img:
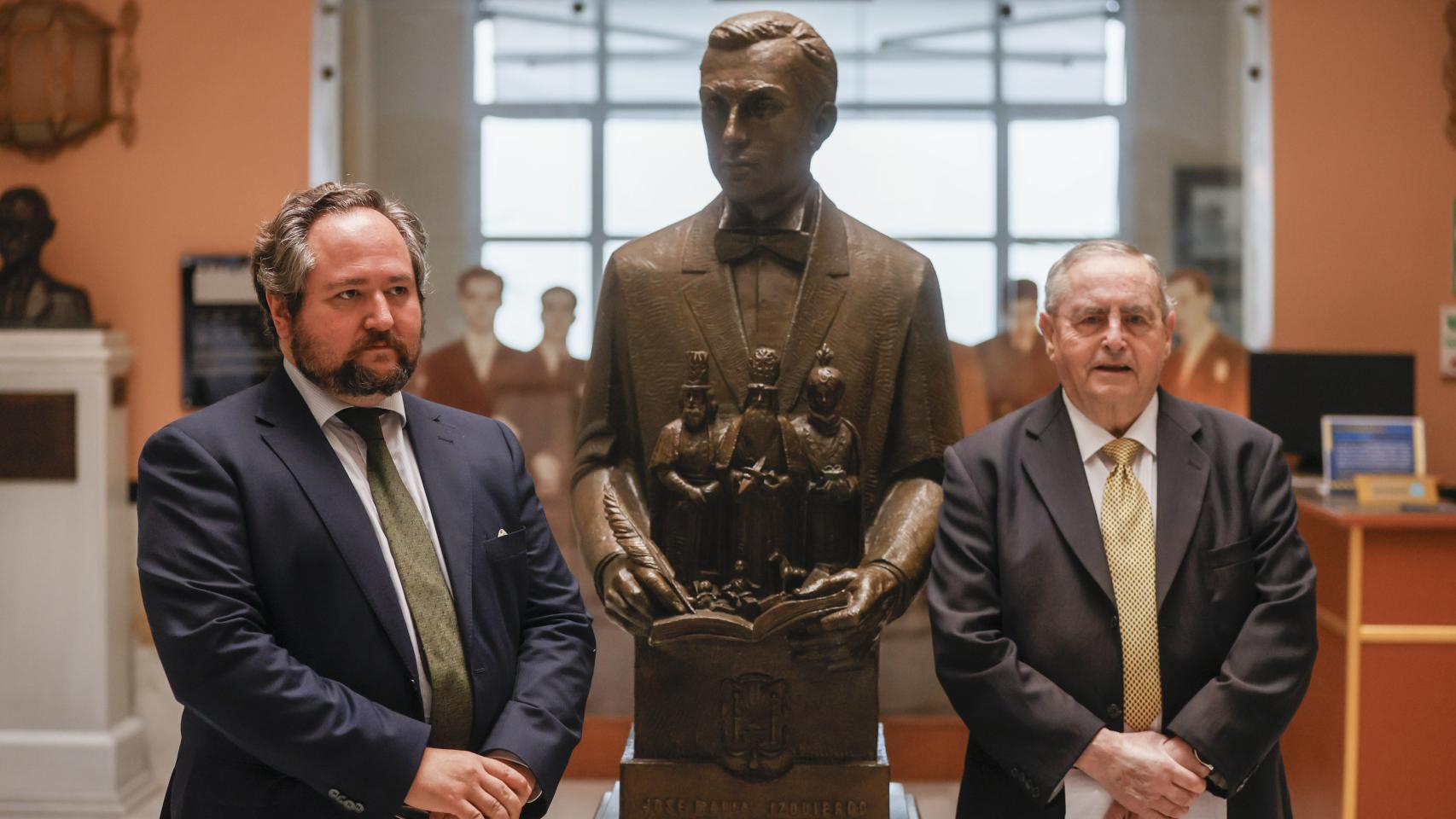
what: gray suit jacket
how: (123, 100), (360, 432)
(929, 390), (1315, 819)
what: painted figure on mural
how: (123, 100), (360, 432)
(794, 346), (864, 573)
(976, 279), (1057, 421)
(1163, 268), (1249, 416)
(0, 188), (91, 328)
(951, 342), (992, 435)
(409, 266), (526, 416)
(648, 351), (726, 582)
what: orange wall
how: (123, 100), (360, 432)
(1268, 0), (1456, 483)
(0, 0), (310, 474)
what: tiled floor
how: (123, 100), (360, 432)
(126, 648), (957, 819)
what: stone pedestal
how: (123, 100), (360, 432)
(594, 782), (920, 819)
(0, 330), (153, 817)
(619, 598), (891, 819)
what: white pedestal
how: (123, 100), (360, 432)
(0, 330), (154, 817)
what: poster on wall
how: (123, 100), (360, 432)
(182, 256), (280, 407)
(1174, 166), (1243, 339)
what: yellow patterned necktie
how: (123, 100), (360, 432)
(338, 407), (475, 749)
(1102, 438), (1163, 732)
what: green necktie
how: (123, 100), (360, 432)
(338, 407), (473, 749)
(1102, 438), (1163, 730)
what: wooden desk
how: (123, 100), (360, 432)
(1283, 495), (1456, 819)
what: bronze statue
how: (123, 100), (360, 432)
(0, 188), (91, 328)
(719, 348), (805, 592)
(648, 351), (726, 584)
(572, 12), (961, 816)
(794, 346), (864, 582)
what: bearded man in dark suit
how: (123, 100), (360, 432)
(137, 183), (592, 819)
(929, 240), (1315, 819)
(572, 12), (959, 668)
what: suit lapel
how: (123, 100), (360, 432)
(258, 367), (415, 671)
(1021, 390), (1112, 600)
(779, 192), (849, 412)
(683, 195), (748, 407)
(405, 392), (475, 659)
(1157, 390), (1208, 607)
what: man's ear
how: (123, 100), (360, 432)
(812, 102), (839, 151)
(1037, 310), (1057, 359)
(264, 293), (293, 348)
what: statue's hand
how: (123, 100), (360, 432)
(602, 555), (687, 637)
(789, 563), (900, 671)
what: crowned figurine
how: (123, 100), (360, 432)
(648, 351), (725, 584)
(794, 345), (864, 575)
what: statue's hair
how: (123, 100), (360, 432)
(250, 182), (429, 338)
(1047, 239), (1174, 318)
(708, 12), (839, 103)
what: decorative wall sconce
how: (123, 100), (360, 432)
(0, 0), (140, 160)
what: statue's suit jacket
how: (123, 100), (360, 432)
(577, 190), (961, 547)
(929, 388), (1315, 819)
(137, 368), (592, 819)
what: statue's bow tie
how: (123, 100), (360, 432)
(713, 229), (812, 266)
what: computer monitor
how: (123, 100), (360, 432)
(1249, 352), (1415, 473)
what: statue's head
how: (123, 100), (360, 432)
(808, 345), (844, 415)
(697, 12), (839, 212)
(744, 346), (779, 410)
(0, 188), (55, 266)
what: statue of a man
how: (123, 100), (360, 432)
(648, 351), (726, 584)
(572, 12), (961, 668)
(794, 346), (862, 573)
(0, 188), (91, 328)
(720, 348), (808, 592)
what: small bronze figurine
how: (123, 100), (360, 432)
(648, 351), (725, 582)
(794, 345), (864, 575)
(0, 188), (91, 328)
(720, 348), (805, 592)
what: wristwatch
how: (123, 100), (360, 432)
(1190, 745), (1213, 774)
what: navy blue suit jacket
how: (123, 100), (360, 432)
(928, 390), (1315, 819)
(137, 368), (594, 819)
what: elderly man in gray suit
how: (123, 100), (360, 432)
(929, 240), (1315, 819)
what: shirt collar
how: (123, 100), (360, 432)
(282, 357), (406, 427)
(718, 182), (823, 233)
(1062, 390), (1157, 464)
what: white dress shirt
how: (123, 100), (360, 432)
(282, 357), (542, 802)
(1062, 392), (1229, 819)
(282, 359), (453, 720)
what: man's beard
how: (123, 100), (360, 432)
(288, 326), (423, 396)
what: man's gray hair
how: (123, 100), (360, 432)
(250, 182), (429, 338)
(1045, 239), (1174, 318)
(708, 12), (839, 105)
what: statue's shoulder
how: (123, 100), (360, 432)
(612, 205), (702, 278)
(837, 205), (932, 279)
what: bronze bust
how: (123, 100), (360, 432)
(0, 188), (91, 328)
(572, 12), (961, 815)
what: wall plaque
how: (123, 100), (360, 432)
(0, 392), (76, 480)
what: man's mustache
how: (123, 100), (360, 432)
(347, 330), (409, 361)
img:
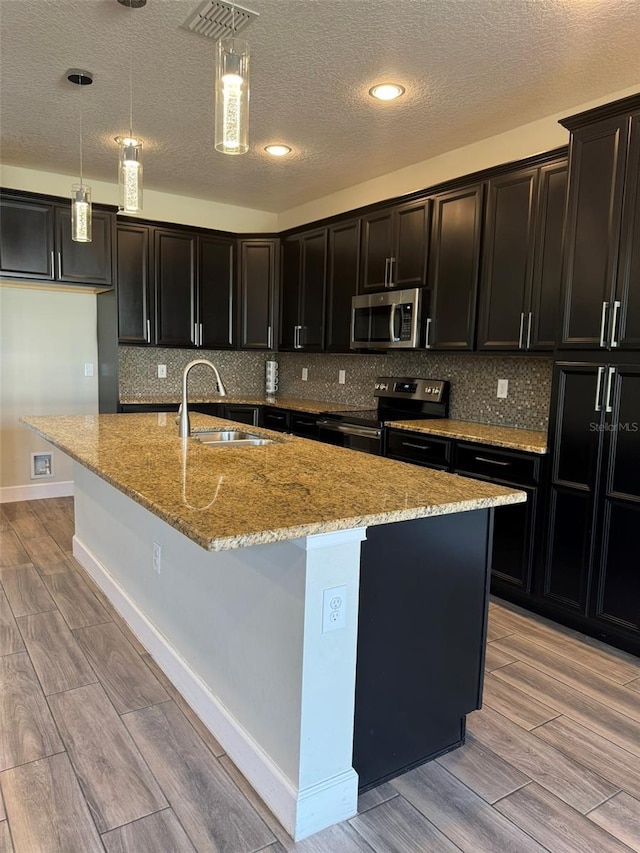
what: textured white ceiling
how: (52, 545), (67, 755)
(0, 0), (640, 212)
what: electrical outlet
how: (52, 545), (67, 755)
(153, 542), (162, 575)
(322, 586), (347, 634)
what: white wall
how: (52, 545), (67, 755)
(278, 83), (640, 231)
(0, 164), (278, 233)
(0, 286), (98, 501)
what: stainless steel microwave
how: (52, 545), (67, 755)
(351, 287), (422, 349)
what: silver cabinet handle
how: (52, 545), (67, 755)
(473, 456), (511, 468)
(594, 367), (606, 412)
(600, 302), (609, 347)
(402, 441), (431, 450)
(604, 367), (616, 413)
(611, 300), (620, 347)
(518, 311), (524, 349)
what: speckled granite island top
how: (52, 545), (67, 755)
(23, 413), (526, 551)
(387, 419), (547, 453)
(120, 394), (363, 415)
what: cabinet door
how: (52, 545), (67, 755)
(611, 115), (640, 349)
(561, 116), (629, 349)
(238, 240), (278, 350)
(198, 236), (234, 349)
(116, 222), (155, 344)
(542, 363), (605, 614)
(325, 219), (360, 352)
(298, 228), (327, 350)
(390, 199), (431, 288)
(0, 196), (54, 279)
(593, 365), (640, 639)
(280, 237), (302, 349)
(154, 229), (197, 347)
(428, 184), (483, 350)
(360, 209), (393, 293)
(527, 160), (569, 350)
(478, 169), (538, 350)
(55, 204), (113, 287)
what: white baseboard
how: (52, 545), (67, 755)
(73, 536), (358, 841)
(0, 480), (73, 503)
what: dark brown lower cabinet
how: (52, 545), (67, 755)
(540, 362), (640, 654)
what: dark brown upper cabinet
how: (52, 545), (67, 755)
(560, 98), (640, 349)
(424, 184), (484, 350)
(116, 222), (155, 344)
(197, 234), (235, 349)
(477, 160), (567, 350)
(360, 199), (431, 293)
(280, 228), (327, 351)
(153, 228), (199, 347)
(0, 193), (114, 288)
(325, 219), (361, 352)
(238, 239), (280, 350)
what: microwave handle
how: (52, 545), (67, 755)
(389, 302), (400, 343)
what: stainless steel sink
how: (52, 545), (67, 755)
(192, 429), (273, 447)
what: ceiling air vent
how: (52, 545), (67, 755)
(182, 0), (258, 41)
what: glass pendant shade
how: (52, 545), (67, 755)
(71, 184), (91, 243)
(215, 38), (249, 154)
(118, 136), (142, 213)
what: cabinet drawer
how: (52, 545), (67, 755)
(289, 412), (318, 438)
(261, 406), (289, 432)
(385, 429), (451, 471)
(454, 443), (540, 485)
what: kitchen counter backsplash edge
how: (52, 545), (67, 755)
(119, 346), (553, 432)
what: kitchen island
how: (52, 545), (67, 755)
(24, 413), (525, 838)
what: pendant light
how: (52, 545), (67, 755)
(214, 4), (249, 154)
(116, 0), (147, 213)
(67, 68), (93, 243)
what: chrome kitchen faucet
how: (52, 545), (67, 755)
(178, 358), (227, 438)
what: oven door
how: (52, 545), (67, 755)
(318, 419), (382, 456)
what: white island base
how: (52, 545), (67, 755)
(73, 463), (365, 840)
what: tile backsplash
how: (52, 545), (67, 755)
(120, 347), (553, 430)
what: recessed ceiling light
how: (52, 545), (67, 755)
(369, 83), (405, 101)
(264, 145), (291, 157)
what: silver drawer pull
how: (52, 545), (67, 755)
(473, 456), (511, 468)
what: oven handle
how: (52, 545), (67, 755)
(318, 420), (382, 438)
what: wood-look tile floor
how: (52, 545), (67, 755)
(0, 498), (640, 853)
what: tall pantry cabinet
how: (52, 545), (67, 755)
(539, 96), (640, 654)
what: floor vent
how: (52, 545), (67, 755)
(182, 0), (258, 41)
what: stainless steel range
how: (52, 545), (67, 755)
(318, 376), (449, 456)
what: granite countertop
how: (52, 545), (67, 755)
(387, 418), (547, 453)
(120, 394), (364, 415)
(22, 412), (526, 551)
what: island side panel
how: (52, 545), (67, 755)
(353, 509), (493, 791)
(74, 464), (364, 838)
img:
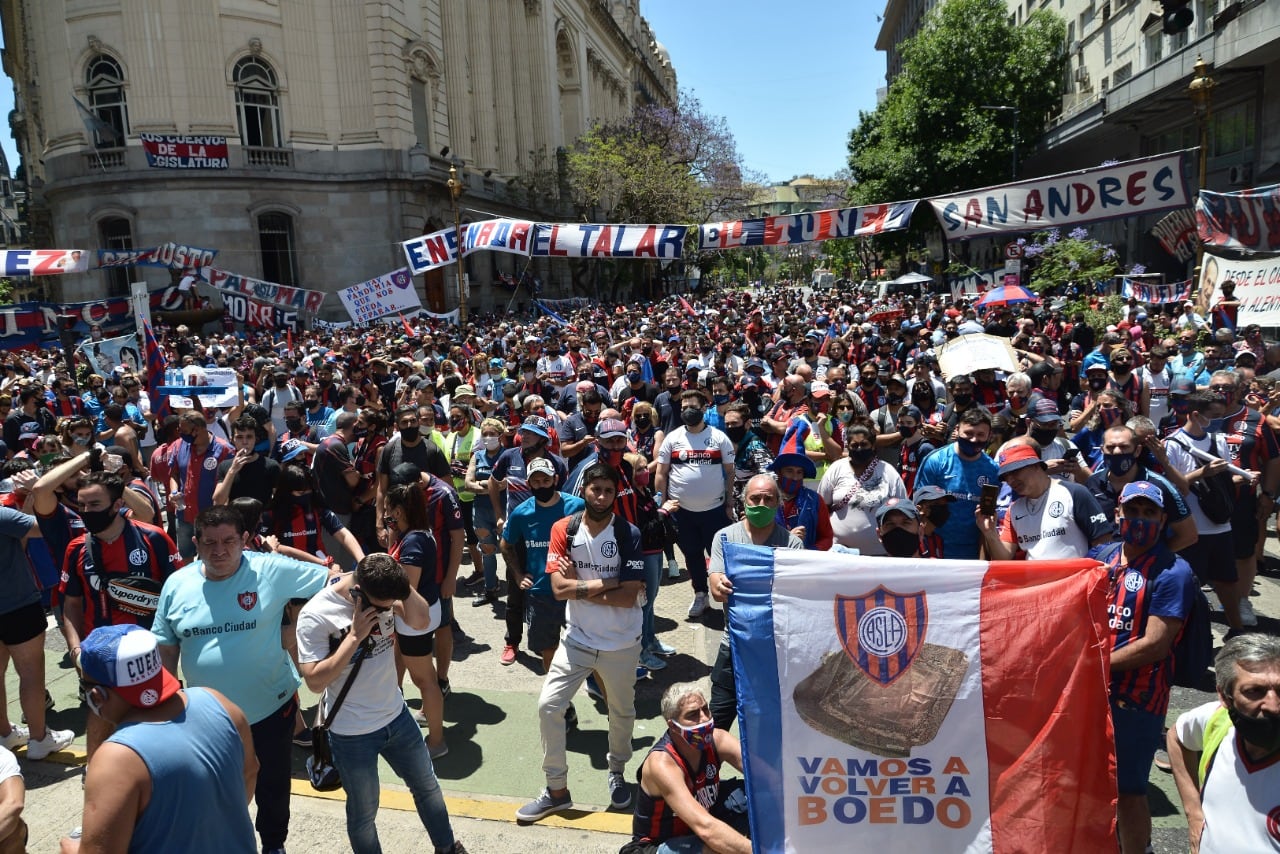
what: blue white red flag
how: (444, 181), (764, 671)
(724, 544), (1116, 854)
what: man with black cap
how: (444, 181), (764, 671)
(975, 437), (1115, 561)
(72, 625), (259, 854)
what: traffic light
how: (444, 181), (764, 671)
(1160, 0), (1196, 36)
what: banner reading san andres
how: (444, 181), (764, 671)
(726, 544), (1116, 854)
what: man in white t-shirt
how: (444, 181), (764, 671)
(974, 437), (1115, 561)
(654, 388), (735, 620)
(516, 462), (645, 822)
(297, 554), (466, 854)
(1167, 634), (1280, 854)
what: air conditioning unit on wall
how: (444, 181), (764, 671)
(1226, 163), (1253, 187)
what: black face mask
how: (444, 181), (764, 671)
(881, 528), (920, 557)
(79, 508), (119, 534)
(1226, 705), (1280, 754)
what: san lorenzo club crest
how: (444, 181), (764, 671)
(836, 585), (929, 685)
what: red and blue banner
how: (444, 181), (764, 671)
(698, 201), (915, 250)
(724, 544), (1116, 854)
(138, 133), (230, 169)
(97, 243), (218, 270)
(1196, 184), (1280, 252)
(929, 149), (1194, 241)
(530, 223), (689, 261)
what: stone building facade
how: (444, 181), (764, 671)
(0, 0), (676, 319)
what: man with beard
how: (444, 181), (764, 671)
(516, 463), (645, 822)
(1108, 347), (1151, 416)
(1167, 634), (1280, 854)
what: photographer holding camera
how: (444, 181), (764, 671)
(297, 554), (466, 854)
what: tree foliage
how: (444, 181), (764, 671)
(1019, 228), (1120, 293)
(566, 91), (750, 223)
(849, 0), (1066, 204)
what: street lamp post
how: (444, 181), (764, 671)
(1187, 55), (1217, 281)
(982, 104), (1021, 181)
(448, 161), (467, 328)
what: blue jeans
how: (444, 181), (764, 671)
(329, 705), (453, 854)
(471, 495), (498, 590)
(640, 552), (662, 649)
(675, 504), (731, 593)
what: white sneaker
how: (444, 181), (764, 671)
(0, 723), (31, 750)
(27, 729), (76, 761)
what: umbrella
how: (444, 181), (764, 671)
(974, 284), (1039, 309)
(938, 333), (1018, 380)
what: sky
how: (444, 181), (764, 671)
(640, 0), (886, 181)
(0, 0), (884, 181)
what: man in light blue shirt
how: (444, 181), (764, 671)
(151, 506), (329, 854)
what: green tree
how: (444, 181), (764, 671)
(849, 0), (1066, 265)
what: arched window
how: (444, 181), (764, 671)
(232, 56), (280, 149)
(84, 56), (129, 149)
(257, 211), (298, 287)
(97, 216), (133, 297)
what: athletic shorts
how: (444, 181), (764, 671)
(1111, 699), (1165, 795)
(1231, 489), (1258, 561)
(0, 602), (49, 647)
(525, 595), (564, 654)
(1178, 531), (1233, 584)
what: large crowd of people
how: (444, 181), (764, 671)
(0, 287), (1280, 854)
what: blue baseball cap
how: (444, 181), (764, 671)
(1120, 480), (1165, 510)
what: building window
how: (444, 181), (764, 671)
(257, 213), (298, 286)
(97, 216), (133, 297)
(232, 56), (280, 149)
(84, 56), (129, 149)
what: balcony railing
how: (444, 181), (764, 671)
(84, 149), (125, 172)
(244, 146), (293, 169)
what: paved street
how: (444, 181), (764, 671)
(5, 535), (1280, 854)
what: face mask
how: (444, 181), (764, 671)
(924, 504), (951, 528)
(1102, 453), (1138, 478)
(1226, 705), (1280, 753)
(1032, 430), (1057, 448)
(849, 448), (876, 466)
(672, 721), (716, 750)
(881, 528), (920, 557)
(81, 508), (119, 534)
(742, 504), (778, 528)
(1120, 517), (1160, 549)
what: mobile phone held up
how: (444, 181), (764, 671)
(978, 484), (1000, 516)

* * * * *

REQUIREMENT »
Render the stretch of the data above from the line containing "what: white baseboard" through the line containing "(192, 429), (273, 447)" as a JSON list of strings, with one string per line and blank lines left out.

EXERCISE OUTPUT »
[
  "what: white baseboard",
  "how: (52, 545), (67, 755)",
  "(73, 536), (358, 841)",
  "(0, 480), (73, 503)",
  "what: dark brown lower cabinet",
  "how: (52, 545), (67, 755)",
  "(540, 362), (640, 654)",
  "what: dark brown upper cabinet",
  "how: (52, 545), (67, 755)",
  "(560, 98), (640, 349)",
  "(424, 184), (484, 350)",
  "(116, 222), (155, 344)",
  "(197, 234), (235, 349)",
  "(477, 160), (567, 350)",
  "(360, 199), (431, 293)",
  "(280, 228), (327, 351)",
  "(153, 228), (199, 347)",
  "(0, 193), (114, 288)",
  "(325, 219), (361, 352)",
  "(238, 239), (280, 350)",
  "what: microwave handle",
  "how: (52, 545), (67, 755)",
  "(389, 302), (400, 343)",
  "what: stainless steel sink",
  "how: (52, 545), (67, 755)",
  "(192, 429), (273, 447)"
]